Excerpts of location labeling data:
· · · · ·
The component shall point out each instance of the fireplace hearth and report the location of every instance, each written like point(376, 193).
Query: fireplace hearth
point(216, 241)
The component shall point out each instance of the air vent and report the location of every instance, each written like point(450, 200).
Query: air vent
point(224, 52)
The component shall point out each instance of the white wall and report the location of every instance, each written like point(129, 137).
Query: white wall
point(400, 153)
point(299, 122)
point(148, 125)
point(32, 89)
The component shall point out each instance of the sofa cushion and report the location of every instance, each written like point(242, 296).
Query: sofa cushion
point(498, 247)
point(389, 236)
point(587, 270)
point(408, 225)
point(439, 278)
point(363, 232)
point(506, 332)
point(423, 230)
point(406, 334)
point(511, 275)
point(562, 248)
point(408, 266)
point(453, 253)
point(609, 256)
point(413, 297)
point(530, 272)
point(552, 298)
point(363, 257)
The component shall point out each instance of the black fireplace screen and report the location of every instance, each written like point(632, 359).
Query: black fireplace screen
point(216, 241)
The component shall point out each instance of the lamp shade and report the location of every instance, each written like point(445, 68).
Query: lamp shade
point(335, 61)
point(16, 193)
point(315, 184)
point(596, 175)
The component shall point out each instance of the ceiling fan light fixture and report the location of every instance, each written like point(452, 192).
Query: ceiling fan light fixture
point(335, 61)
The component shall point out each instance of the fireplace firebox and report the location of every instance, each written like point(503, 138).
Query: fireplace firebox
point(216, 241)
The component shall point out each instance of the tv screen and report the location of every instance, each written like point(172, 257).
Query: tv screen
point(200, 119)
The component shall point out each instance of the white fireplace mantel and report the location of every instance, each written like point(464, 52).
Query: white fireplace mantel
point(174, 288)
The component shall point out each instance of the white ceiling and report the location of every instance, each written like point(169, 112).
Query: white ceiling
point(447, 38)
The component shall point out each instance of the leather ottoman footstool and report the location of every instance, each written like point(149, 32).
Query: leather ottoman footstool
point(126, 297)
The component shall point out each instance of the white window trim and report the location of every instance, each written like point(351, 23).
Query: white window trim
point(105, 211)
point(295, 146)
· · · · ·
◆ **Exercise prompt**
Type out all of the material again, word for word.

◆ **Answer to this exercise**
The component shall point out each instance of the fireplace hearth and report the location of every instance, each written like point(376, 193).
Query: fireplace hearth
point(216, 241)
The component shall point out each instance of the air vent and report the location of every instance, each written like point(450, 200).
Query: air vent
point(224, 52)
The component shall point out each instance of the white wall and report the location of every instance, each written like point(129, 137).
Query: white wall
point(400, 153)
point(299, 122)
point(148, 125)
point(32, 89)
The component shall point out each instance of the sofa cushion and report the location of every instance, each written like point(242, 296).
Query: sofa cushion
point(498, 247)
point(389, 236)
point(587, 270)
point(408, 225)
point(439, 278)
point(363, 232)
point(506, 332)
point(423, 230)
point(406, 334)
point(511, 275)
point(562, 248)
point(408, 266)
point(453, 253)
point(609, 256)
point(413, 297)
point(530, 272)
point(552, 298)
point(363, 257)
The component shall point out each instance of the black fireplace screen and report the location of every instance, each written like point(632, 359).
Query: black fireplace screen
point(216, 241)
The component shall point out each instance of the lamp shade and report the location of every instance, each written like point(445, 68).
Query: lamp shade
point(335, 61)
point(16, 193)
point(315, 184)
point(596, 175)
The component shall point out each instance of the ceiling fan light fixture and report the location of every instance, each written like point(452, 192).
Query: ceiling fan light fixture
point(335, 61)
The component shall point out each instance of the fireplace firebox and report the location of every instance, each written like point(503, 138).
Query: fireplace firebox
point(216, 241)
The component shall point out each instance of the tv screen and report the location of every instance, each written like point(172, 257).
Query: tv screen
point(200, 119)
The component shall point out each instance of the white fireplace mantel and report the location of every instance, each written like point(464, 52).
Query: white fireplace mantel
point(174, 288)
The component shall point out each instance of the white ceiling and report the location of every instance, each written like point(169, 112).
Query: white ceiling
point(447, 38)
The component shall point out each instance of the leather ottoman footstool and report the location of every instance, each written like point(149, 32).
Query: leather ottoman footstool
point(126, 297)
The component shall point out each instance of the white window trim and report the location of every instance, each written like point(351, 23).
Query: white window trim
point(105, 211)
point(295, 146)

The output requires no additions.